The reply should contain all of the data below, word for word.
*** Record excerpts Section Begins ***
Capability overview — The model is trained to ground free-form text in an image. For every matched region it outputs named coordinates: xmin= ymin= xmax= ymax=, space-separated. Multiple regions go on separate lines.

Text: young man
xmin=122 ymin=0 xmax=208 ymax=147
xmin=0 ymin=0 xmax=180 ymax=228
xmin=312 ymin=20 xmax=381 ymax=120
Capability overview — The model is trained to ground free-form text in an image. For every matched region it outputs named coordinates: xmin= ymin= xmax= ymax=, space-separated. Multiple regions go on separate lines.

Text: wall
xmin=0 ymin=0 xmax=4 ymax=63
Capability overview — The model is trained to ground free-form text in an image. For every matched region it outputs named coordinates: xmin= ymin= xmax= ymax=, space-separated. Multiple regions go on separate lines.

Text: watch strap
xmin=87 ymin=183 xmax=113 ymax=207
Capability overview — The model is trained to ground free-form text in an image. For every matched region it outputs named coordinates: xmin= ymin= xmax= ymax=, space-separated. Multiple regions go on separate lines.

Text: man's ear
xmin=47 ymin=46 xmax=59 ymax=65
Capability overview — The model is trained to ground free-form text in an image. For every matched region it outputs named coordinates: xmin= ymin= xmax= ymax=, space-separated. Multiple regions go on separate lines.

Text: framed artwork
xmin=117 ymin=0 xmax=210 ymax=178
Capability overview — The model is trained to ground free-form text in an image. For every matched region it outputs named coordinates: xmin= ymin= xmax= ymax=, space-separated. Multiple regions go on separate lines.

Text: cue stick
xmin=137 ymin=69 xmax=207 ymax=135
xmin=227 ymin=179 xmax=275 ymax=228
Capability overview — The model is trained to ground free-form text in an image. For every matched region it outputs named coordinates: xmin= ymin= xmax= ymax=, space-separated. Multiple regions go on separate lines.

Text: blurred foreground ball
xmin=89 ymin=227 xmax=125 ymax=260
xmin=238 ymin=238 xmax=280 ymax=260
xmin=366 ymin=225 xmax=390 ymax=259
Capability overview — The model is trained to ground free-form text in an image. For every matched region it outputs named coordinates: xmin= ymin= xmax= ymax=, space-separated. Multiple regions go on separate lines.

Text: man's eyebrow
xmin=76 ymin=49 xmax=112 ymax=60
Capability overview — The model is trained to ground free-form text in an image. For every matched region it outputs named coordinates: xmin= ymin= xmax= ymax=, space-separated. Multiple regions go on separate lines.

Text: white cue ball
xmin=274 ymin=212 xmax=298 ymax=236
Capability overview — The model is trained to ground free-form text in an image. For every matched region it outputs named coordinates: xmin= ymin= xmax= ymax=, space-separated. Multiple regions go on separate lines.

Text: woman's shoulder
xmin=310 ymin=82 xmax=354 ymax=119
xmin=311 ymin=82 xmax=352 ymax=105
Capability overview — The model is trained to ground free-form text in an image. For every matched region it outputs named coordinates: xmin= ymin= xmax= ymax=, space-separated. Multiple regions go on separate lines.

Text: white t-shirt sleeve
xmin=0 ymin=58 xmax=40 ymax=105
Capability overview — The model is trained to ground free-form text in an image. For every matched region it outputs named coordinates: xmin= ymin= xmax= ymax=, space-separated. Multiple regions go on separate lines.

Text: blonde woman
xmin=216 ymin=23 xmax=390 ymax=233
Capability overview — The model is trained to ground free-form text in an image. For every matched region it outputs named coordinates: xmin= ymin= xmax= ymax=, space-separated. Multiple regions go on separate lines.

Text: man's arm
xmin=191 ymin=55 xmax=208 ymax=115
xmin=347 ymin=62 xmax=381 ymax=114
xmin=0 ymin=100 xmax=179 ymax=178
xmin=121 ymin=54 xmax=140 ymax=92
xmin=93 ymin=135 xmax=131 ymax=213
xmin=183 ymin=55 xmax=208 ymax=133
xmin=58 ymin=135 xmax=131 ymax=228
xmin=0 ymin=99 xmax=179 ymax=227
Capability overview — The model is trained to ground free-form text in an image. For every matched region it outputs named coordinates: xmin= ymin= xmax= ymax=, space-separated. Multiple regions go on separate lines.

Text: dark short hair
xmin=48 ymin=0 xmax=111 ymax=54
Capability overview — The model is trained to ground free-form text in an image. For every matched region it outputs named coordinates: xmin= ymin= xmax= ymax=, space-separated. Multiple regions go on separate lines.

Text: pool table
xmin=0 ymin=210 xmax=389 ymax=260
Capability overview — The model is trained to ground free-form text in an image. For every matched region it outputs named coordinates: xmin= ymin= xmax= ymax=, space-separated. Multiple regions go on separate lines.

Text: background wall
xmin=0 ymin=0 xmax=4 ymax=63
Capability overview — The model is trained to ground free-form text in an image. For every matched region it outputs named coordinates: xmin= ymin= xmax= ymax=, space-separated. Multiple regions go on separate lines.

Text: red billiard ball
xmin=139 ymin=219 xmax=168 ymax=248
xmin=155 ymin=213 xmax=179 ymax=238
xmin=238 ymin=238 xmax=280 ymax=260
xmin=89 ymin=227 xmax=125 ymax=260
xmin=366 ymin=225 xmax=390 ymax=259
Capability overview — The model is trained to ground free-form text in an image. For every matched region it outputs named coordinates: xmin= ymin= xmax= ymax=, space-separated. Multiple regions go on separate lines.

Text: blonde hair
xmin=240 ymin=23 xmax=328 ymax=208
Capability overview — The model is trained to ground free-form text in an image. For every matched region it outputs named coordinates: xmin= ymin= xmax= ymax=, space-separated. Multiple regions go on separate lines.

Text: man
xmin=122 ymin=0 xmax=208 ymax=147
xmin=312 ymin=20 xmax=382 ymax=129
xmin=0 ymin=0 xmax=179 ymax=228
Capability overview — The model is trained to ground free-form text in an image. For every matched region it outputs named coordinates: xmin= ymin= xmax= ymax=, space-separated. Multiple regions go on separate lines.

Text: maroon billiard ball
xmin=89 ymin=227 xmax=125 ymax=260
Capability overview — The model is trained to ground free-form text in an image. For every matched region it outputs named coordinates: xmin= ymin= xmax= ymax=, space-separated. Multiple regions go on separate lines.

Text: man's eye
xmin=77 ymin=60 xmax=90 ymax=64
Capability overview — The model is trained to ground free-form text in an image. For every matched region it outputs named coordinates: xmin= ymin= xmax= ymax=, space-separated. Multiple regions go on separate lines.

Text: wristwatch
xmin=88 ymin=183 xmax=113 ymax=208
*** Record excerpts Section Ends ***
> **Solution to the problem**:
Capability overview — The model is trained to ground free-form text in an image. For every matched region it outputs named coordinates: xmin= ymin= xmax= ymax=, space-separated. Multiple regions go on separate lines.

Text: young man
xmin=122 ymin=0 xmax=208 ymax=147
xmin=0 ymin=0 xmax=180 ymax=228
xmin=312 ymin=20 xmax=381 ymax=120
Capability overview — The model is trained to ground free-form text in an image. For every matched region it outputs named coordinates: xmin= ymin= xmax= ymax=, space-separated. Multiple regions go on separate lines.

Text: wall
xmin=0 ymin=0 xmax=4 ymax=63
Capability overview — The model is trained to ground free-form text in an image. For every matched region it outputs named coordinates: xmin= ymin= xmax= ymax=, space-separated. Multiple regions go on separate lines.

Text: watch strap
xmin=87 ymin=183 xmax=113 ymax=207
Capability overview — The model is trained to ground free-form text in an image. For every matched region it outputs named coordinates: xmin= ymin= xmax= ymax=, space-separated. Multiple regions go on separate lines.

Text: man's ear
xmin=47 ymin=46 xmax=59 ymax=65
Capability overview — The model is trained to ground free-form text in an image. For every matched region it outputs named coordinates: xmin= ymin= xmax= ymax=, space-separated. Multiple regions go on separate lines.

Text: framed artwork
xmin=117 ymin=0 xmax=210 ymax=178
Capability overview — The model is trained to ground free-form text in an image. For every matched region it outputs named coordinates: xmin= ymin= xmax= ymax=, space-separated. Multiple regions go on separate lines.

Text: cue stick
xmin=137 ymin=69 xmax=207 ymax=135
xmin=227 ymin=179 xmax=275 ymax=228
Capability overview — The model is trained to ground free-form text in an image. For every matched region it outputs named coordinates: xmin= ymin= xmax= ymax=, space-separated. Multiple regions go on separate lines.

Text: blurred foreground ball
xmin=89 ymin=227 xmax=125 ymax=260
xmin=238 ymin=238 xmax=280 ymax=260
xmin=366 ymin=225 xmax=390 ymax=259
Capability overview — The model is trained to ground free-form text in an image. For every matched region it outputs named coordinates: xmin= ymin= xmax= ymax=, space-separated. Multiple regions go on separate lines.

Text: man's eyebrow
xmin=76 ymin=49 xmax=112 ymax=60
Capability overview — The model is trained to ground free-form text in an image. For every matched region it outputs named coordinates: xmin= ymin= xmax= ymax=, space-separated. Multiple regions go on separate lines.

Text: white cue ball
xmin=274 ymin=212 xmax=298 ymax=236
Capability overview — The model is trained to ground free-form text in an image. For every matched region it outputs named coordinates: xmin= ymin= xmax= ymax=, space-separated. Multiple regions go on separate lines.

Text: woman's shoulder
xmin=310 ymin=82 xmax=354 ymax=119
xmin=311 ymin=82 xmax=352 ymax=105
Capability overview — The model is trained to ground free-form text in an image. For every matched region it outputs named coordinates: xmin= ymin= xmax= ymax=, space-separated. Multiple regions go on separate lines.

Text: white t-shirt sleeve
xmin=0 ymin=58 xmax=40 ymax=105
Capability overview — The model is trained to ground free-form text in an image. For every matched region it outputs named coordinates: xmin= ymin= xmax= ymax=, space-separated. Multiple regions go on separate lines.

Text: blonde woman
xmin=216 ymin=23 xmax=390 ymax=233
Capability overview — The model is trained to ground free-form text in an image. For every matched region it outputs named coordinates: xmin= ymin= xmax= ymax=, space-separated. Multiple regions go on separate lines.

Text: man's arm
xmin=191 ymin=55 xmax=208 ymax=115
xmin=347 ymin=62 xmax=381 ymax=114
xmin=0 ymin=100 xmax=179 ymax=178
xmin=121 ymin=54 xmax=140 ymax=92
xmin=93 ymin=135 xmax=131 ymax=213
xmin=183 ymin=55 xmax=208 ymax=133
xmin=58 ymin=135 xmax=131 ymax=228
xmin=0 ymin=99 xmax=179 ymax=227
Capability overview — The model is trained to ground free-form text in an image. For every matched region it outputs named coordinates: xmin= ymin= xmax= ymax=, space-separated. Multiple regions go on separate lines.

Text: dark short hair
xmin=48 ymin=0 xmax=111 ymax=54
Capability overview — The model is trained to ground free-form text in an image. For every matched region it outputs named coordinates: xmin= ymin= xmax= ymax=, space-separated. Multiple regions go on separate lines.

Text: pool table
xmin=0 ymin=210 xmax=389 ymax=260
Capability overview — The model is trained to ground free-form text in an image. For every matched region it outputs named coordinates: xmin= ymin= xmax= ymax=, space-separated. Multiple regions go on separate lines.

Text: background wall
xmin=0 ymin=0 xmax=4 ymax=63
Capability overview — The model is trained to ground free-form text in an image. For every matched region it outputs named coordinates: xmin= ymin= xmax= ymax=, space-separated. Multiple regions go on separate lines.

Text: red billiard ball
xmin=139 ymin=219 xmax=168 ymax=248
xmin=155 ymin=213 xmax=179 ymax=238
xmin=238 ymin=238 xmax=280 ymax=260
xmin=89 ymin=227 xmax=125 ymax=260
xmin=366 ymin=225 xmax=390 ymax=259
Capability overview — The model is trained to ground free-form text in an image. For every matched region it outputs named coordinates: xmin= ymin= xmax= ymax=, space-separated. Multiple regions go on separate lines.

Text: blonde hair
xmin=240 ymin=23 xmax=328 ymax=208
Capability overview — The model is trained to ground free-form text in an image. For every matched region it outputs named coordinates: xmin= ymin= xmax= ymax=, space-separated. Multiple regions go on separate lines.

Text: man
xmin=122 ymin=0 xmax=208 ymax=147
xmin=312 ymin=20 xmax=382 ymax=129
xmin=0 ymin=0 xmax=179 ymax=228
Capability overview — The model is trained to ground free-form text in an image. For every matched region it outputs named coordinates: xmin= ymin= xmax= ymax=, space-separated. Multiple regions go on separate lines.

Text: maroon billiard ball
xmin=89 ymin=227 xmax=125 ymax=260
Capability overview — The model is trained to ground free-form text in an image. For every matched region it outputs named coordinates: xmin= ymin= xmax= ymax=, space-separated. Multiple regions go on separate lines.

Text: man's eye
xmin=77 ymin=60 xmax=90 ymax=64
Capability overview — The model is trained to ground free-form text in an image. For every matched region it outputs named coordinates: xmin= ymin= xmax= ymax=, space-separated. Multiple regions go on separate lines.

Text: wristwatch
xmin=88 ymin=183 xmax=113 ymax=208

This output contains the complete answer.